Exercise goal
Extract from the listing each line in which the word "below" appears.

Recorded information

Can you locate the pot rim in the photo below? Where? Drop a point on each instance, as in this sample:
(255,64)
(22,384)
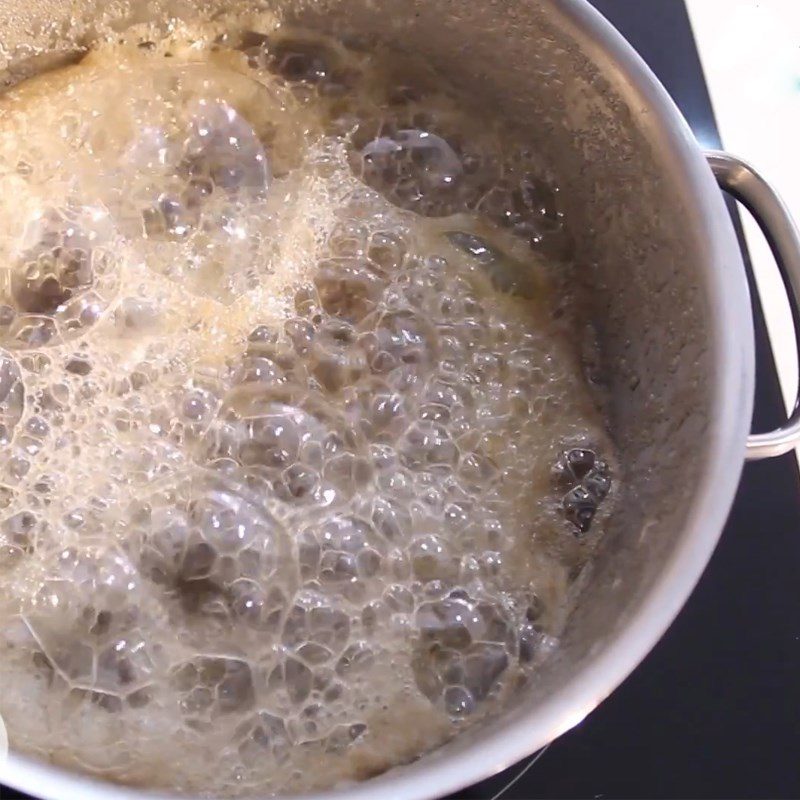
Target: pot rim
(731,342)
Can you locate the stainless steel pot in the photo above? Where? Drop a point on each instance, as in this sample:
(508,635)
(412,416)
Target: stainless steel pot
(660,261)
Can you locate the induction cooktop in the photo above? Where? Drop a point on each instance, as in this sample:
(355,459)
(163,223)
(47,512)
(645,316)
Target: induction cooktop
(714,710)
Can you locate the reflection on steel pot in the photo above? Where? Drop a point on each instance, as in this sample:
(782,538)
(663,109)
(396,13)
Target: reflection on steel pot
(667,296)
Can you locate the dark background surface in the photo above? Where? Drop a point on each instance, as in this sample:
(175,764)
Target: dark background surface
(714,711)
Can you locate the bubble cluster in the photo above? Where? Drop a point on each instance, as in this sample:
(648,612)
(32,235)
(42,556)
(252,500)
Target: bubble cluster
(283,386)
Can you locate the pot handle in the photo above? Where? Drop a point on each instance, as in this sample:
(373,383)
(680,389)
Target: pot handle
(743,183)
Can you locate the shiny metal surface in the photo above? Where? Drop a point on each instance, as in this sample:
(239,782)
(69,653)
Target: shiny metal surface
(740,180)
(659,267)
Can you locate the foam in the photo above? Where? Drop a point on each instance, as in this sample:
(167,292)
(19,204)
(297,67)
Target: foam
(283,386)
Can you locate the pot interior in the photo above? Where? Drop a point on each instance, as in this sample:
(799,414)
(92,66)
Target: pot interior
(643,260)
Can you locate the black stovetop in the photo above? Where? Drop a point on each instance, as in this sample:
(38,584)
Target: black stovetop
(714,710)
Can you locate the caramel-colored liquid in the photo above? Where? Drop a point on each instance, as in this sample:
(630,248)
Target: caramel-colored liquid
(284,378)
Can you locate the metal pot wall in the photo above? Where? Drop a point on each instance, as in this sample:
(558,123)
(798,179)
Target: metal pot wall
(660,263)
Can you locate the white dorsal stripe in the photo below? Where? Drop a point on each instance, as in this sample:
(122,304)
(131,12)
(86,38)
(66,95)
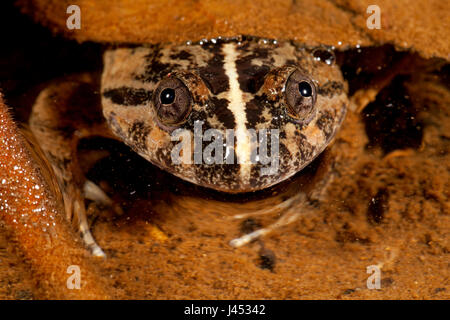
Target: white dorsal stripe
(237,107)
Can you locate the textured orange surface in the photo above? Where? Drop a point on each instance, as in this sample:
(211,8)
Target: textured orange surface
(30,212)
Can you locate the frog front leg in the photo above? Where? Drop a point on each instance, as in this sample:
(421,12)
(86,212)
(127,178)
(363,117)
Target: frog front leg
(65,112)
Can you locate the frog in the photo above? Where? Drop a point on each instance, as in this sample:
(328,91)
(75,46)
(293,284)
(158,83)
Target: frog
(158,98)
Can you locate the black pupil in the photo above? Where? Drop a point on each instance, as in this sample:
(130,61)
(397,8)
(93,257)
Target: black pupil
(167,96)
(305,89)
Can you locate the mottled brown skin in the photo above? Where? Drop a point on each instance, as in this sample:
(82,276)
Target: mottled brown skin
(69,110)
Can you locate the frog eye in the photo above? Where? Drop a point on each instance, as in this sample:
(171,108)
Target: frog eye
(300,96)
(172,101)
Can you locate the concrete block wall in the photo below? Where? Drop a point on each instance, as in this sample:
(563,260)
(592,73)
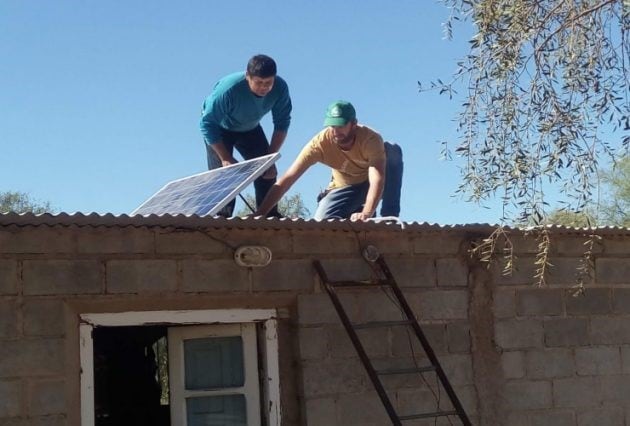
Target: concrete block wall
(433,274)
(563,356)
(516,354)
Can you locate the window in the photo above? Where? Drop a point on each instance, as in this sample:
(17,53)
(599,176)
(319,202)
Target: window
(214,375)
(214,358)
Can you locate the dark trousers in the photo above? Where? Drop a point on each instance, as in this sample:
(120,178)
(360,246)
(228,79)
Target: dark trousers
(250,144)
(390,204)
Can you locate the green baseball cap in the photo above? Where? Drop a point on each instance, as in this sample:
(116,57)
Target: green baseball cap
(339,113)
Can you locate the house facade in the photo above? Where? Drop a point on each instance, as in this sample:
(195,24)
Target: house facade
(173,320)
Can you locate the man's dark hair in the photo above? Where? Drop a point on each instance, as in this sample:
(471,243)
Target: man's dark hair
(261,66)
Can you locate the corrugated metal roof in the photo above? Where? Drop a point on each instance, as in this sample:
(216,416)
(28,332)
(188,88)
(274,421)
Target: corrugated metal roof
(110,220)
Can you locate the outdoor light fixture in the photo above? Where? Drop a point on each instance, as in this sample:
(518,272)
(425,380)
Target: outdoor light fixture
(252,256)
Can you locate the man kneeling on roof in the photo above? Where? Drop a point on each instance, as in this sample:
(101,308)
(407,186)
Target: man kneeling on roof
(357,157)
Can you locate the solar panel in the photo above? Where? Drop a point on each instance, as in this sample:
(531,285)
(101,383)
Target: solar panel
(205,193)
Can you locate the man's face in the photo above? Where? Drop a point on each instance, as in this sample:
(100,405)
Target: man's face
(260,86)
(344,135)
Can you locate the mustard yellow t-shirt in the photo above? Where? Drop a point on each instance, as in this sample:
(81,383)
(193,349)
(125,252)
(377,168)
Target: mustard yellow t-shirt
(348,167)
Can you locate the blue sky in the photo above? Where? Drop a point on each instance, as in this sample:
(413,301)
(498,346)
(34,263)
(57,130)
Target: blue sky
(100,100)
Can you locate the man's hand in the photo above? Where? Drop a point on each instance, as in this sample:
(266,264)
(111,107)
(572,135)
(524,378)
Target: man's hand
(228,162)
(360,216)
(271,172)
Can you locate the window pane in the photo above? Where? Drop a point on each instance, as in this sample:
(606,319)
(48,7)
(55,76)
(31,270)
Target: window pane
(214,362)
(225,410)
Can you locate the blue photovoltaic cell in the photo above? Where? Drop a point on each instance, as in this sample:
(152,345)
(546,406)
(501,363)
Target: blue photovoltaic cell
(205,193)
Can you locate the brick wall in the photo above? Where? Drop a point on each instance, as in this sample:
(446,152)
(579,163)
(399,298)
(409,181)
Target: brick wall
(515,354)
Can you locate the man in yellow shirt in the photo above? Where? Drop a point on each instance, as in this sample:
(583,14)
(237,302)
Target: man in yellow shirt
(356,155)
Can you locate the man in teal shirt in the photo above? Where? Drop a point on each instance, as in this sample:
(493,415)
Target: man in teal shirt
(231,119)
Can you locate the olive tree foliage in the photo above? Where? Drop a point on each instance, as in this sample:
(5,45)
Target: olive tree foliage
(290,206)
(542,79)
(612,210)
(20,202)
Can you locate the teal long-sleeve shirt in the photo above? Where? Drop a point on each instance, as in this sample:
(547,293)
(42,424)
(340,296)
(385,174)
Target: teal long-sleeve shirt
(233,106)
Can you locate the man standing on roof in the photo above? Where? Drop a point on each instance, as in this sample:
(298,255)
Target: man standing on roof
(356,155)
(231,119)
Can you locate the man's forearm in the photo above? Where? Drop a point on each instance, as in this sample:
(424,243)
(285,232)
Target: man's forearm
(277,139)
(222,152)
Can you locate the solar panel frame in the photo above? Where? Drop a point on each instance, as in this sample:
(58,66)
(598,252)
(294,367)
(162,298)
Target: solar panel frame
(198,194)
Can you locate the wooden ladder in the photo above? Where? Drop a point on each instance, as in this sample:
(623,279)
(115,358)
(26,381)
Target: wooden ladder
(386,280)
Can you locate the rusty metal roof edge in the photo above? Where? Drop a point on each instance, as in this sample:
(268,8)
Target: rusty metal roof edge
(182,221)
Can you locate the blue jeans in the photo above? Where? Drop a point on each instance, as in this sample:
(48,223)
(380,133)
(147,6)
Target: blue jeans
(250,144)
(340,203)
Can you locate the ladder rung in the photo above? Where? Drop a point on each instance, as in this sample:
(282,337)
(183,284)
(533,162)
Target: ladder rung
(341,284)
(377,324)
(428,415)
(406,370)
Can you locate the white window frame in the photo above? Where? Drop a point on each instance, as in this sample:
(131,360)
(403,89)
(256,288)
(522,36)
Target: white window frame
(179,393)
(268,318)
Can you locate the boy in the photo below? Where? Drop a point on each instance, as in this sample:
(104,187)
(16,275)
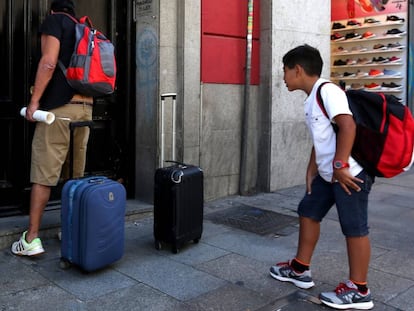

Written reply
Can you locate the pot rim in the photo below? Where? Drop a point on each instance, as in this sample:
Can you locate the white dorsal stripe in the photo below? Where? Drop a point on each instance, as in this sample:
Can you locate the concrete block wall in the photo below? Where? Drop a point on each instance, as in this sample:
Can you locate the boy in the photo below? Where? Drop a point on each instance, as in this sample:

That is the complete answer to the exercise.